— Begin Data rows —
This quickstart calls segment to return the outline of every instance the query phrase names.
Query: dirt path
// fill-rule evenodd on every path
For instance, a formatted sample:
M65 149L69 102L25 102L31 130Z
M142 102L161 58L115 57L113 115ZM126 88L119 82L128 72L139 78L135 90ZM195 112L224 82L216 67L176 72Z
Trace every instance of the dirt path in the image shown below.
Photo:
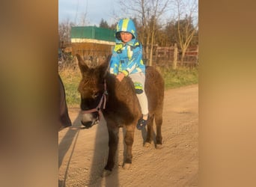
M100 177L108 153L104 121L81 129L79 108L69 108L73 125L59 132L58 186L198 186L198 85L165 91L163 148L142 147L145 132L135 130L132 165L124 170L123 129L113 173Z

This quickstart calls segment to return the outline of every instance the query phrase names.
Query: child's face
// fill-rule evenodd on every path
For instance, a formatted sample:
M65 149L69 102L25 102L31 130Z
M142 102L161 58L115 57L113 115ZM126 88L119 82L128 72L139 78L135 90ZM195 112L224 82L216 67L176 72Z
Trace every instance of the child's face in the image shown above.
M120 35L124 43L129 42L132 38L132 34L129 32L121 32Z

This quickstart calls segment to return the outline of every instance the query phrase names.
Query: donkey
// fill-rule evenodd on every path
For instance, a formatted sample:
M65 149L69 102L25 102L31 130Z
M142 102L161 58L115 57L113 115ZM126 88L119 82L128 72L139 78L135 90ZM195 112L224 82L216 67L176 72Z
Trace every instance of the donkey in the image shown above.
M109 132L109 156L103 176L111 174L118 143L119 127L126 133L126 156L123 168L129 168L132 159L132 147L136 123L141 116L133 83L125 77L121 82L108 71L109 60L97 67L88 67L79 55L76 55L82 80L78 91L81 94L82 123L90 128L103 114ZM146 67L145 93L148 99L149 120L144 146L153 141L153 119L156 126L156 148L161 148L164 80L153 67Z
M58 114L58 131L64 128L72 126L72 123L68 114L68 109L66 102L65 88L62 82L60 75L58 76L58 102L59 102L59 114Z

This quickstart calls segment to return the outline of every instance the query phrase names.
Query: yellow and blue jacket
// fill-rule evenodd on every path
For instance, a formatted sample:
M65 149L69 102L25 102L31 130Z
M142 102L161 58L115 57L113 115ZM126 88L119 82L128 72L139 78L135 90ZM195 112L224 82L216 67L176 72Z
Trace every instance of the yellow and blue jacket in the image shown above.
M132 39L124 43L119 34L121 31L131 33ZM138 72L145 73L145 66L142 61L142 45L136 39L136 29L132 19L123 19L118 22L115 38L116 44L110 60L110 73L117 75L122 72L125 76Z

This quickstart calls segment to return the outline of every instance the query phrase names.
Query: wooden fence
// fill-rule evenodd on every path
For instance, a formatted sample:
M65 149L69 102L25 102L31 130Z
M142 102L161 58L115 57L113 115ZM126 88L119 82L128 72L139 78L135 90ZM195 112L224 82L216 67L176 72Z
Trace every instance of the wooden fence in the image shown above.
M195 67L198 64L198 46L187 49L183 63L181 63L181 51L177 45L168 47L156 46L153 55L153 65L169 68L179 66Z

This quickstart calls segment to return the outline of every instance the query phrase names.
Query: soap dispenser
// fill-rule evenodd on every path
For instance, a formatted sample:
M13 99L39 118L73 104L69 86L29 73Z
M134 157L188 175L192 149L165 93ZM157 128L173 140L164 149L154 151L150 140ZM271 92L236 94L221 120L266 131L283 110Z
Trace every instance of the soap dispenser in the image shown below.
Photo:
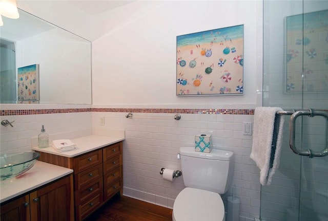
M42 125L41 134L37 137L39 148L46 148L49 146L49 136L46 132L46 129Z

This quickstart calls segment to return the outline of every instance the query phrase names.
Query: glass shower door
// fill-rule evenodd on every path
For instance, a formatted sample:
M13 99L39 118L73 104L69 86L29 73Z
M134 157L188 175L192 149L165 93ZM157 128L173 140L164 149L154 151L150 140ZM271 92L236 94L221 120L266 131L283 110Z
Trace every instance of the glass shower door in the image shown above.
M328 112L328 1L263 1L263 106ZM328 220L328 156L294 153L286 116L279 169L261 187L262 220ZM327 144L322 116L297 118L295 146L319 152Z
M16 103L15 46L0 39L0 103Z

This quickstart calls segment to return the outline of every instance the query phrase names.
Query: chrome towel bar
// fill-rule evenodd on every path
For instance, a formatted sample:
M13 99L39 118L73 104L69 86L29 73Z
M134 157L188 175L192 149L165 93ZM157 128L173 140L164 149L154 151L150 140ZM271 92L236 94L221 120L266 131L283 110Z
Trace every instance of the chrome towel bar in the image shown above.
M310 158L314 157L324 157L328 155L328 135L326 136L326 147L321 152L315 152L309 149L307 150L299 150L295 146L295 124L296 118L300 116L308 116L313 117L321 116L324 117L328 122L328 112L321 110L315 110L310 109L309 110L285 111L277 112L277 114L282 115L292 115L289 121L289 146L293 152L300 156L309 156Z

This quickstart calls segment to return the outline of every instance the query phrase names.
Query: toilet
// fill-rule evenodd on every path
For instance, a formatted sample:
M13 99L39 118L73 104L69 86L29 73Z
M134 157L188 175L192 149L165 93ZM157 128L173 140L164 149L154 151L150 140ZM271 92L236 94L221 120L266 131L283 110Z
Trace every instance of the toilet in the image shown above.
M223 221L224 206L220 194L228 190L234 167L233 152L212 149L197 152L180 148L184 186L173 205L173 221Z

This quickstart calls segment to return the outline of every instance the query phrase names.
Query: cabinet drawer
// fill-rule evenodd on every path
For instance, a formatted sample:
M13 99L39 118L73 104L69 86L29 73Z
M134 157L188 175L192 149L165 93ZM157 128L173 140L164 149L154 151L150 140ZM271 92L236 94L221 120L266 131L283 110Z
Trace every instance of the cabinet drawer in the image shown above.
M102 165L98 164L74 175L74 189L78 190L83 186L102 176Z
M120 153L120 145L121 142L112 144L103 149L104 161L106 161L114 156L119 155Z
M106 201L120 190L119 180L109 184L104 190L104 200Z
M102 151L96 150L74 159L74 172L78 173L102 162Z
M119 167L120 165L119 156L114 157L104 162L104 173L107 173L114 168Z
M104 185L107 186L108 184L112 183L114 180L120 177L119 167L116 168L104 174Z
M100 178L85 186L81 186L79 190L75 191L75 204L78 205L102 190L102 180Z
M79 205L76 209L78 220L82 220L96 209L102 203L102 195L99 193L85 204Z

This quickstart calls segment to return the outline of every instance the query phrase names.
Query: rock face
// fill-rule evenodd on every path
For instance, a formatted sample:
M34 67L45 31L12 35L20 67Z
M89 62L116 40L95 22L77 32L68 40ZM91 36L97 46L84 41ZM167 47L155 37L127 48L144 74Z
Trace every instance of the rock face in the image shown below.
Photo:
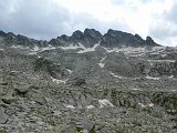
M65 45L65 44L79 44L83 43L86 48L92 48L94 44L98 43L102 34L94 29L85 29L84 32L75 31L71 37L61 35L56 39L52 39L49 43L52 45Z
M94 29L0 31L0 132L176 133L177 49Z
M8 115L4 113L4 109L0 108L0 124L4 124L8 121Z
M107 48L114 48L114 47L145 47L145 45L152 45L156 47L158 45L153 41L150 37L147 37L146 40L143 40L138 34L131 34L122 31L116 31L110 29L107 33L105 33L101 40L101 45L107 47Z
— End Data rows —
Objective: Give all of the lines above as a Markdown table with two columns, Row and Line, numbering each row and leaving out blank lines. Omit the pictures.

Expected answer:
| Row | Line |
|---|---|
| 1 | This quickstart calls segment to return the outline of every instance the query phrase names. |
| 2 | Query: dirt path |
| 3 | // fill-rule evenodd on every path |
| 4 | For instance, a formatted sample: |
| 5 | M65 149L69 102L25 102L31 130Z |
| 6 | M142 102L161 58L115 57L113 115ZM126 88L119 82L128 72L139 78L135 90ZM195 112L224 82L216 67L176 72Z |
| 7 | Trace every instance of the dirt path in the image shown below. |
| 8 | Photo: |
| 9 | M100 177L108 153L104 121L81 129L79 108L69 108L73 125L59 132L58 186L198 186L198 85L165 91L163 148L142 147L145 132L135 130L132 165L124 170L123 129L113 173Z |
| 10 | This quickstart calls segment to return the outline of every instance the query phrase names. |
| 11 | Query: child's face |
| 12 | // fill-rule evenodd on every path |
| 13 | For instance, a formatted sample: |
| 14 | M65 149L69 102L25 102L31 130Z |
| 15 | M142 102L161 58L115 57L113 115ZM126 88L119 82L128 72L139 78L135 90ZM195 112L224 82L216 67L176 72Z |
| 16 | Trace every instance of the child's face in the image shown above. |
| 17 | M120 35L124 43L129 42L132 38L132 34L129 32L121 32Z |
| 18 | This quickstart calls segment to return the outline of every instance the query phrase names. |
| 19 | Query: donkey |
| 20 | // fill-rule evenodd on every path |
| 21 | For instance, a formatted sample: |
| 22 | M65 149L69 102L25 102L31 130Z |
| 23 | M142 102L161 58L115 57L113 115ZM126 88L119 82L128 72L139 78L135 90ZM195 112L224 82L216 67L176 72Z |
| 24 | Trace every instance of the donkey in the image shown above. |
| 25 | M109 132L109 156L103 176L111 174L118 143L119 127L126 133L126 156L123 168L129 168L132 159L132 147L136 123L141 116L133 83L125 77L121 82L108 71L109 60L97 67L88 67L79 55L76 55L82 80L78 91L81 94L82 123L90 128L103 114ZM146 67L145 93L148 99L149 120L144 146L153 141L153 119L156 126L156 148L161 148L164 80L153 67Z |
| 26 | M58 114L58 131L64 128L72 126L72 123L68 114L68 109L66 102L65 88L62 82L60 75L58 76L58 102L59 102L59 114Z |
| 27 | This quickstart calls segment to return the outline of every instance the query phrase names. |
| 28 | Query: yellow and blue jacket |
| 29 | // fill-rule evenodd on every path |
| 30 | For instance, a formatted sample: |
| 31 | M65 149L69 102L25 102L31 130Z |
| 32 | M142 102L161 58L115 57L113 115ZM126 88L119 82L128 72L139 78L135 90ZM195 112L224 82L216 67L176 72Z |
| 33 | Trace every instance of the yellow and blue jacket in the image shown above. |
| 34 | M132 39L124 43L119 34L121 31L131 33ZM138 72L145 73L145 66L142 61L142 45L136 39L136 29L132 19L123 19L118 22L115 38L116 44L110 60L110 73L117 75L122 72L125 76Z |
| 35 | This quickstart calls segment to return the outline of every instance the query phrase names. |
| 36 | Query: wooden fence |
| 37 | // fill-rule evenodd on every path |
| 38 | For instance, a formatted sample: |
| 39 | M65 149L69 102L25 102L31 130Z |
| 40 | M142 102L161 58L115 57L113 115ZM126 88L119 82L128 72L139 78L135 90ZM195 112L224 82L216 67L176 72Z |
| 41 | Trace every instance of the wooden fence in the image shown above. |
| 42 | M195 67L198 64L198 46L187 49L183 63L181 63L181 51L177 45L168 47L156 46L153 55L153 65L169 68L179 66Z |
| 43 | This quickstart calls segment to return the outline of every instance the query phrase names. |
| 44 | Query: soap dispenser |
| 45 | // fill-rule evenodd on every path |
| 46 | For instance, a formatted sample: |
| 47 | M13 99L39 118L73 104L69 86L29 73Z |
| 48 | M134 157L188 175L192 149L165 93ZM157 128L173 140L164 149L154 151L150 140ZM271 92L236 94L221 120L266 131L283 110Z |
| 49 | Trace every instance of the soap dispenser in the image shown below. |
| 50 | Photo: |
| 51 | M42 125L41 134L37 137L39 148L46 148L49 146L49 136L46 132L46 129Z |
| 52 | This quickstart calls segment to return the outline of every instance the query phrase names. |
| 53 | Query: glass shower door |
| 54 | // fill-rule evenodd on every path |
| 55 | For instance, a formatted sample: |
| 56 | M13 99L39 118L73 104L69 86L29 73Z |
| 57 | M134 157L188 175L192 149L165 93ZM157 128L173 140L164 149L154 151L150 140ZM271 92L236 94L221 120L266 131L283 110Z |
| 58 | Trace every instance of the glass shower door in the image shown above. |
| 59 | M328 112L328 1L263 1L263 106ZM328 220L328 156L294 153L286 116L279 169L261 187L262 220ZM327 144L322 116L297 118L295 146L319 152Z |
| 60 | M16 103L15 46L0 39L0 103Z |
| 61 | This quickstart calls segment to return the outline of every instance the query phrase names. |
| 62 | Query: chrome towel bar |
| 63 | // fill-rule evenodd on every path |
| 64 | For instance, a formatted sample: |
| 65 | M13 99L39 118L73 104L69 86L29 73Z |
| 66 | M134 157L188 175L192 149L165 93ZM157 128L173 140L164 149L154 151L150 140ZM271 92L236 94L221 120L266 131L283 110Z |
| 67 | Trace every instance of the chrome towel bar in the image shown above. |
| 68 | M310 158L314 157L324 157L328 155L328 135L326 136L326 147L321 152L315 152L309 149L307 150L299 150L295 146L295 124L296 118L300 116L308 116L313 117L321 116L324 117L328 122L328 112L321 110L315 110L310 109L309 110L285 111L277 112L277 114L282 115L292 115L289 121L289 146L293 152L300 156L309 156Z |
| 69 | This quickstart calls segment to return the outline of every instance the query phrase names. |
| 70 | Query: toilet |
| 71 | // fill-rule evenodd on every path |
| 72 | For instance, a formatted sample: |
| 73 | M13 99L39 118L73 104L69 86L29 73Z |
| 74 | M134 157L188 175L192 149L165 93ZM157 128L173 140L164 149L154 151L150 140ZM271 92L236 94L221 120L266 131L283 110Z |
| 75 | Trace every instance of the toilet in the image shown above. |
| 76 | M223 221L224 206L220 194L228 190L234 167L233 152L212 149L197 152L180 148L184 186L173 205L173 221Z |
| 77 | This quickstart calls segment to return the outline of every instance the query phrase names. |
| 78 | Query: cabinet drawer |
| 79 | // fill-rule evenodd on every path |
| 80 | For instance, a formatted sample: |
| 81 | M13 99L39 118L73 104L69 86L29 73Z |
| 82 | M134 157L188 175L192 149L165 93ZM157 128L173 140L164 149L154 151L150 140ZM271 92L236 94L221 120L266 131L283 110Z |
| 83 | Trace every instance of the cabinet drawer in the image shown above. |
| 84 | M102 165L98 164L74 175L74 189L78 190L83 186L102 176Z |
| 85 | M120 153L120 145L121 142L112 144L103 149L104 161L106 161L114 156L119 155Z |
| 86 | M106 201L120 190L119 180L109 184L104 190L104 200Z |
| 87 | M102 151L96 150L74 159L74 172L78 173L102 162Z |
| 88 | M119 167L120 165L119 156L114 157L104 162L104 173L107 173L114 168Z |
| 89 | M104 185L107 186L108 184L112 183L114 180L120 177L119 167L116 168L104 174Z |
| 90 | M100 178L85 186L81 186L79 190L75 191L75 204L78 205L102 190L102 180Z |
| 91 | M79 205L76 209L78 220L82 220L96 209L102 203L102 195L99 193L85 204Z |
| 92 | This quickstart calls segment to return the outline of every instance the query phrase names. |
| 93 | Query: rock face |
| 94 | // fill-rule evenodd on every path |
| 95 | For instance, a formatted sample: |
| 96 | M34 67L45 31L12 35L20 67Z |
| 97 | M89 62L116 40L95 22L77 32L68 40ZM91 36L97 46L84 41ZM167 47L155 37L127 48L144 74Z |
| 98 | Trace every instance of the rock face in the image shown below. |
| 99 | Photo: |
| 100 | M65 45L65 44L79 44L83 43L86 48L92 48L94 44L98 43L102 34L94 29L85 29L84 32L75 31L71 37L61 35L56 39L52 39L49 43L52 45Z |
| 101 | M94 29L0 31L0 132L176 133L177 49Z |
| 102 | M8 115L4 113L4 109L0 108L0 124L4 124L8 121Z |
| 103 | M107 48L114 48L114 47L145 47L145 45L152 45L156 47L158 45L153 41L150 37L147 37L146 40L143 40L138 34L131 34L122 31L116 31L110 29L107 33L105 33L101 40L101 45L107 47Z |